PROBLEM DESCRIPTION: Exact copy, no pictures: return only the lines below from the line with "Put one point on every instance of the yellow bottle" up to and including the line with "Put one point on every instance of the white cloud".

SUPPLIED INFORMATION:

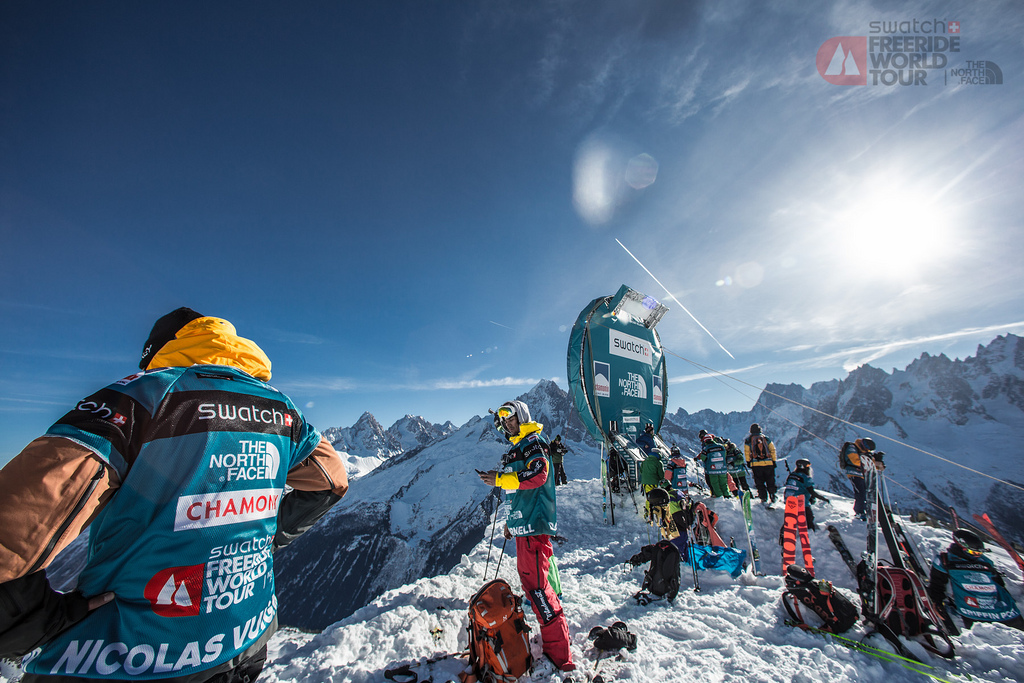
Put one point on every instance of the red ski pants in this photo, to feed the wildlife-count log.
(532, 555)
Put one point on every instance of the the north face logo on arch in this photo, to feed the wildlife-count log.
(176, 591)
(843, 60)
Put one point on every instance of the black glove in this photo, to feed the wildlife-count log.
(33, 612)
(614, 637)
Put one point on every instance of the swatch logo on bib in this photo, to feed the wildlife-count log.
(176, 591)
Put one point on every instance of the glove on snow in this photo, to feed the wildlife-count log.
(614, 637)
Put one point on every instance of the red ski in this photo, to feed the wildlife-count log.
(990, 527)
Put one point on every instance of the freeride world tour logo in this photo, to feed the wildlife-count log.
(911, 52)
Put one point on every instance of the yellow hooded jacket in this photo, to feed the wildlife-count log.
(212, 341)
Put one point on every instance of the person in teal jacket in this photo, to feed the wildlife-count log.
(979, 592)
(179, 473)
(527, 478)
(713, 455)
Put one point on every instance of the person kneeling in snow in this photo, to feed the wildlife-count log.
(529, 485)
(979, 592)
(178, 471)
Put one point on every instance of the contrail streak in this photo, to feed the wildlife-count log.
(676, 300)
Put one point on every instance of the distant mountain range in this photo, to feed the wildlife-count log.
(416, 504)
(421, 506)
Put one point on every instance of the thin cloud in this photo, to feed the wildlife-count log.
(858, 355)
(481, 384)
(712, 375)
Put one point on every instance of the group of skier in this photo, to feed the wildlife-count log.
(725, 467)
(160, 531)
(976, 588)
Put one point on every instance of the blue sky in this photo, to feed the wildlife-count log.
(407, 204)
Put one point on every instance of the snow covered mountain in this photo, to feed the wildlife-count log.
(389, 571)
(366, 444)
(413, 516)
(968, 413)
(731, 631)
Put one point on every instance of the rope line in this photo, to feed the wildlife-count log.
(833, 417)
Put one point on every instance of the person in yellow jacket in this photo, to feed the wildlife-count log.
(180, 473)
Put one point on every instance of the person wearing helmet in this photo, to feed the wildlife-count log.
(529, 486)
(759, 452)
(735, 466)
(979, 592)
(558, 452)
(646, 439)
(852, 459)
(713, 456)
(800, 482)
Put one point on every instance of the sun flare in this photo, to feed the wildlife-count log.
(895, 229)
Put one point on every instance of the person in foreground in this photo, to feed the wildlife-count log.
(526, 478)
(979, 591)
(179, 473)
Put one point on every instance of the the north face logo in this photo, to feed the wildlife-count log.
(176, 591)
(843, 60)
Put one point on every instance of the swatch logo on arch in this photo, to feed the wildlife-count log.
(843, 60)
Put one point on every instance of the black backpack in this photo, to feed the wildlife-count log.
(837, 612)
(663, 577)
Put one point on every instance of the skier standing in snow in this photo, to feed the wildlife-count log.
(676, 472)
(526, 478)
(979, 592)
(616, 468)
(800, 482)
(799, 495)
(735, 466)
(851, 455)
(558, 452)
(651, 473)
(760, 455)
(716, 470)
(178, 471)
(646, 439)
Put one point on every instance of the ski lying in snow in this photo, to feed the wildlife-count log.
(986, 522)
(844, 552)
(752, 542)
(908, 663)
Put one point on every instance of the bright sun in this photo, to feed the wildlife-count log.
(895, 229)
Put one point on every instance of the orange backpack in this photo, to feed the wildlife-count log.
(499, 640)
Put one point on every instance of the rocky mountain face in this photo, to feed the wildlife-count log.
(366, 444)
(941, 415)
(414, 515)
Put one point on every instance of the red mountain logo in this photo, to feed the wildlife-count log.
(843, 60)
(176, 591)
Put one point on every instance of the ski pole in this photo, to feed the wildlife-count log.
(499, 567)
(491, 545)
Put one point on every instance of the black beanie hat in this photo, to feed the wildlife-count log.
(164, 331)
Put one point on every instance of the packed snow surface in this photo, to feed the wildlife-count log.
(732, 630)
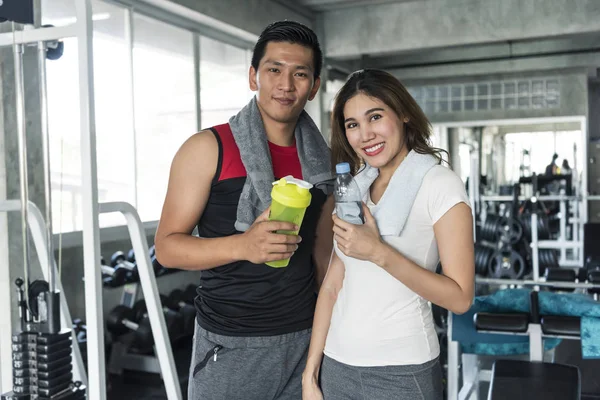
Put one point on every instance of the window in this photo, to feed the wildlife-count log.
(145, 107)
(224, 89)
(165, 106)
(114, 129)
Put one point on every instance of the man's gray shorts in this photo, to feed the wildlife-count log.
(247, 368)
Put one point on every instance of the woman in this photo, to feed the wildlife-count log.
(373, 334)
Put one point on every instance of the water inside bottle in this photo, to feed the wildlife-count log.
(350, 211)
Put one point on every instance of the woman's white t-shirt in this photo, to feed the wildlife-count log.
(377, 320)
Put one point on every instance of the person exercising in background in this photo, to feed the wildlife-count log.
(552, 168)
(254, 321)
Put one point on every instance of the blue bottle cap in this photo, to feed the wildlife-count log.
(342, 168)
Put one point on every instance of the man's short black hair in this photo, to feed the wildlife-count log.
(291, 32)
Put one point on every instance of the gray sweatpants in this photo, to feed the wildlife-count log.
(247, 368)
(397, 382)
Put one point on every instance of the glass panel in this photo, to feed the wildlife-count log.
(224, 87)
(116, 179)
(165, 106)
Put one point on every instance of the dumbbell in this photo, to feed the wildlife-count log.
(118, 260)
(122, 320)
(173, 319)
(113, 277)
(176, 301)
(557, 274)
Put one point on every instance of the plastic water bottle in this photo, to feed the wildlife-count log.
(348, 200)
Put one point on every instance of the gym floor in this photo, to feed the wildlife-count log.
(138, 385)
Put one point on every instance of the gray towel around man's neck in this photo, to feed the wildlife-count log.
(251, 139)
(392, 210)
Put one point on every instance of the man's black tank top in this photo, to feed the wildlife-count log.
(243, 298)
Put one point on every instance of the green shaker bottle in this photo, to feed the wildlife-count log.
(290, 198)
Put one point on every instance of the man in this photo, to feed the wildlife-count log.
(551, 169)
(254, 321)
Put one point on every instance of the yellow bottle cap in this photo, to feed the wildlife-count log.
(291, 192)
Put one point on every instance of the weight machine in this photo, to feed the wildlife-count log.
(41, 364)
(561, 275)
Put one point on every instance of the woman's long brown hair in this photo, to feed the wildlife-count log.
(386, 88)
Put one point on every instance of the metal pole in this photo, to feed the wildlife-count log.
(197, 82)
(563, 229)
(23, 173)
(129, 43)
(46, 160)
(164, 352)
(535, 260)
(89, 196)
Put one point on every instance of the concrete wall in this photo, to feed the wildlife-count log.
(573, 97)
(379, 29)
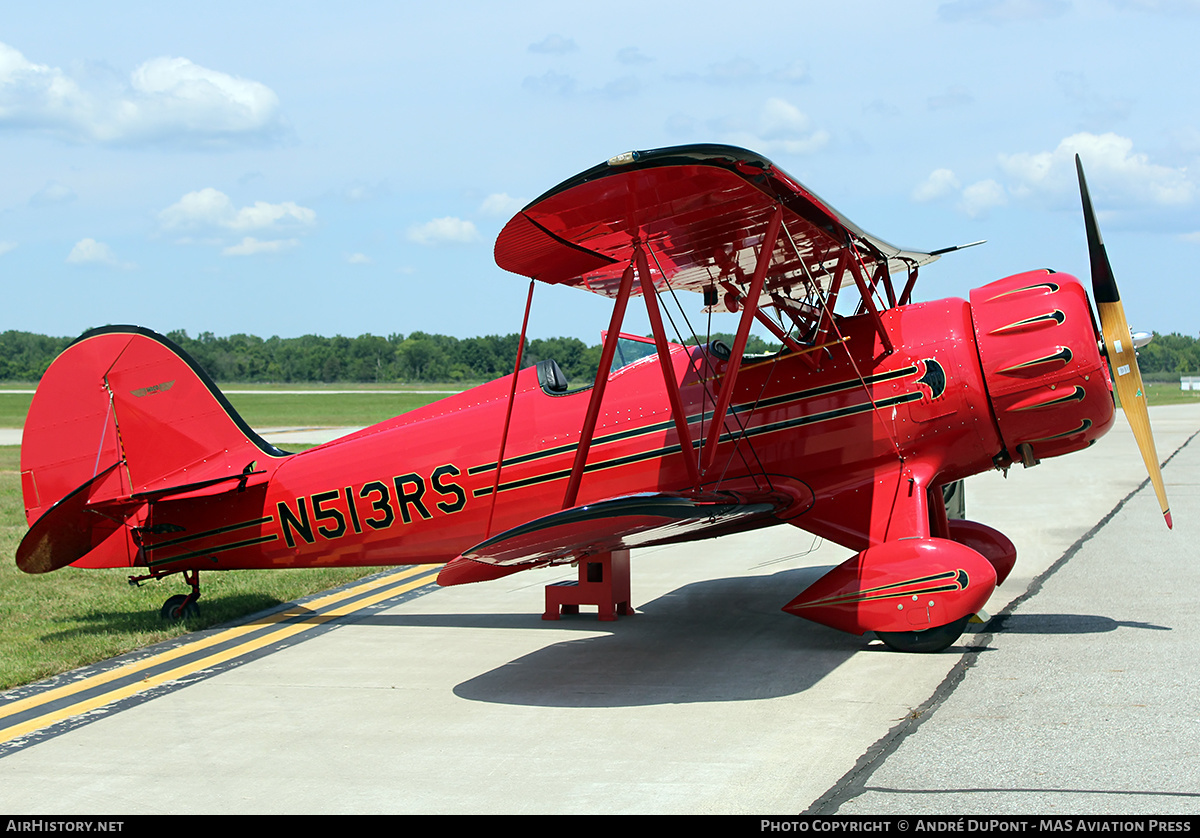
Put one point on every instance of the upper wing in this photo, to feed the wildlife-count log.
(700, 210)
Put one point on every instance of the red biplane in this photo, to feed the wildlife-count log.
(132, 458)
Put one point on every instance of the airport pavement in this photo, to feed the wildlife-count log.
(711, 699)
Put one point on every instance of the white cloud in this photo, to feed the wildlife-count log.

...

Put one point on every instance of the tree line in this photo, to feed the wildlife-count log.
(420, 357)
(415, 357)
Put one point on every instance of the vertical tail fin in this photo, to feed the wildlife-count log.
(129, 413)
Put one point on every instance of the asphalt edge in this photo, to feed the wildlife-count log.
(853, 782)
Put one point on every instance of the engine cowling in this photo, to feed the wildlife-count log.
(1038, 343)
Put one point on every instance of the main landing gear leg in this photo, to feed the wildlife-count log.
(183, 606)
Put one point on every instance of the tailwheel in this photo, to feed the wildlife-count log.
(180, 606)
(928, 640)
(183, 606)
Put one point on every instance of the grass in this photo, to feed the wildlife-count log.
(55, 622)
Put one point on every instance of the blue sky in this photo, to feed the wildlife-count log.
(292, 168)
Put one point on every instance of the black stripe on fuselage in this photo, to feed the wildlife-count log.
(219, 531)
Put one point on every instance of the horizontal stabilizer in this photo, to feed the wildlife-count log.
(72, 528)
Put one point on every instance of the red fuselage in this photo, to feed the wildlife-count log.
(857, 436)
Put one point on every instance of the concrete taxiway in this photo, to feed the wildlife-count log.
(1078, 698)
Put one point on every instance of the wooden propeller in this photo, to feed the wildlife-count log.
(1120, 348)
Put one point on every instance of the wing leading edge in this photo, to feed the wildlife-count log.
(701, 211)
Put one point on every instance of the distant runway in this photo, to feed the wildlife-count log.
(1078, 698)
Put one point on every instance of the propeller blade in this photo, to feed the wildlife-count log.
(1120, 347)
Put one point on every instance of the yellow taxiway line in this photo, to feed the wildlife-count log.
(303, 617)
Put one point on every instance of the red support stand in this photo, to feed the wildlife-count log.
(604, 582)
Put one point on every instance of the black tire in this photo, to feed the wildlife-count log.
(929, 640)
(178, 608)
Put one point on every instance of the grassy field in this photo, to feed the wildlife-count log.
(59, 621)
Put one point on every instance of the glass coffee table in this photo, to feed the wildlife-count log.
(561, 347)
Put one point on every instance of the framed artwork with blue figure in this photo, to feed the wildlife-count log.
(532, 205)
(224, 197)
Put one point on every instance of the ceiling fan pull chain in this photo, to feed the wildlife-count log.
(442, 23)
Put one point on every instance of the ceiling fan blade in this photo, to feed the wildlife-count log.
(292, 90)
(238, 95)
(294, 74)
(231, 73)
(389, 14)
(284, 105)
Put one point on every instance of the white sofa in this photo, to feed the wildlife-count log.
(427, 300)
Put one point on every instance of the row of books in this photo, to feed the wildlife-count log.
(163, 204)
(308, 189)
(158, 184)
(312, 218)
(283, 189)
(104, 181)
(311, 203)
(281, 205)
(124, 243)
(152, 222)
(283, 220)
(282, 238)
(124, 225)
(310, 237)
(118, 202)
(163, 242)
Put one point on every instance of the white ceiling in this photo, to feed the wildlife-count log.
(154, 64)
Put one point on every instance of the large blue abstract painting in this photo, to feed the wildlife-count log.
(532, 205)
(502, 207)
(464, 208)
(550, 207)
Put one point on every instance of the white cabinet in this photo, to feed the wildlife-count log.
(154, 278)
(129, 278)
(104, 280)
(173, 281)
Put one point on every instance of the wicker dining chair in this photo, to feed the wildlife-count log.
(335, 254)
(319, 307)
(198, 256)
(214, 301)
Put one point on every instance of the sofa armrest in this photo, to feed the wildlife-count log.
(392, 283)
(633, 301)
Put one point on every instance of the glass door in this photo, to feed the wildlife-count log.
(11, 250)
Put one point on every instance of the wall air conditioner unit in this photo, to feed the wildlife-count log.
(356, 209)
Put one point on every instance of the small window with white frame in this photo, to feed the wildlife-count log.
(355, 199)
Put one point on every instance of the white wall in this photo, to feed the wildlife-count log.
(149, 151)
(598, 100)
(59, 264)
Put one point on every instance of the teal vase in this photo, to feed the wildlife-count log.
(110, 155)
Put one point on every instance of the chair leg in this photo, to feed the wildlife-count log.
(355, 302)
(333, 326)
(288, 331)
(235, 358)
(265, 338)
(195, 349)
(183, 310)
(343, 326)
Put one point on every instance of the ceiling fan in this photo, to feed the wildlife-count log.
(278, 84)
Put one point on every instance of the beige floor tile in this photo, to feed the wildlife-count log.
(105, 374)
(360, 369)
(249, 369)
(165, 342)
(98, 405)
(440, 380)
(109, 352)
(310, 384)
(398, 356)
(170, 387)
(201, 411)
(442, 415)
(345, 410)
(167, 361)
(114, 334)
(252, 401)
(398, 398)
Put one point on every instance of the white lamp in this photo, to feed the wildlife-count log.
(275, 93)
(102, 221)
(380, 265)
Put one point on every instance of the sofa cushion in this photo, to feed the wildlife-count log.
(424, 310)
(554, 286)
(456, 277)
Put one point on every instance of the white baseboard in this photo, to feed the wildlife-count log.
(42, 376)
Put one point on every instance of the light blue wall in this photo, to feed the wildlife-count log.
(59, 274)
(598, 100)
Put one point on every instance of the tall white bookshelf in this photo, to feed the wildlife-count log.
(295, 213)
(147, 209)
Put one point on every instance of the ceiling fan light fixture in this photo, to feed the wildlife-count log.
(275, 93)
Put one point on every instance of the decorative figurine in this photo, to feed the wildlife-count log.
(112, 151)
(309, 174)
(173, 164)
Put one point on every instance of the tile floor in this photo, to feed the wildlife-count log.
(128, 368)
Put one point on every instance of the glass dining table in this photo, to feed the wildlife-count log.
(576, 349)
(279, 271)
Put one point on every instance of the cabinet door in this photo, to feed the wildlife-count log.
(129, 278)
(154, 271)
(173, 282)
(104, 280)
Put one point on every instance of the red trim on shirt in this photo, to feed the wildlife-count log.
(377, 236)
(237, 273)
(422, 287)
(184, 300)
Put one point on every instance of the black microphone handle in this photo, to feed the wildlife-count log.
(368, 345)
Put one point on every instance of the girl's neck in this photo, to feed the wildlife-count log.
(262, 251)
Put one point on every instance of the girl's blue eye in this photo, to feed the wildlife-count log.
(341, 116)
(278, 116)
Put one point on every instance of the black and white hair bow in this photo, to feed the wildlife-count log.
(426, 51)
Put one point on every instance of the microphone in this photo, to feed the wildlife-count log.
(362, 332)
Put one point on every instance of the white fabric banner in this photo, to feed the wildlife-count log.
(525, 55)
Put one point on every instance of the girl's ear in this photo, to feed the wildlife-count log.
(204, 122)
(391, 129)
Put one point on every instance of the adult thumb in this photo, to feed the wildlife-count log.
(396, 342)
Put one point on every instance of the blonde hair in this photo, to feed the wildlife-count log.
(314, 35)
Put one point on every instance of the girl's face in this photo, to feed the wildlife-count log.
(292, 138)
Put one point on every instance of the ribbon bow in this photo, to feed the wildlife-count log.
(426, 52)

ANSWER TO THIS EXERCISE:
Put one point on every instance of the yellow bottle cap in this photo, to feed the wildlife-count log.
(291, 192)
Put one point on every instance of the weight machine in this photo, to feed the wildlife-count log.
(41, 364)
(561, 275)
Put one point on every instance of the woman's long brown hair in this photo, to feed the wildlife-count log.
(386, 88)
Put one point on every instance of the metal pole in this photo, to feed the wildlife-count log.
(197, 82)
(563, 229)
(23, 173)
(129, 43)
(46, 160)
(164, 352)
(535, 260)
(89, 196)
Put one point on every instance of the concrete wall in this photo, to feed the wildlife-count log.
(573, 97)
(379, 29)
Put one point on every instance of the upper wing in this photo, to feed the wildlife-count log.
(700, 210)
Put one point on every instance of the red biplane in this photo, to feed the wildlife-count log.
(132, 458)
Put one point on every instance of the airport pavement in this photo, to feed the wildlife-count log.
(711, 699)
Put one point on every instance of the white cloud in this photo, to feed the wildlife-count log.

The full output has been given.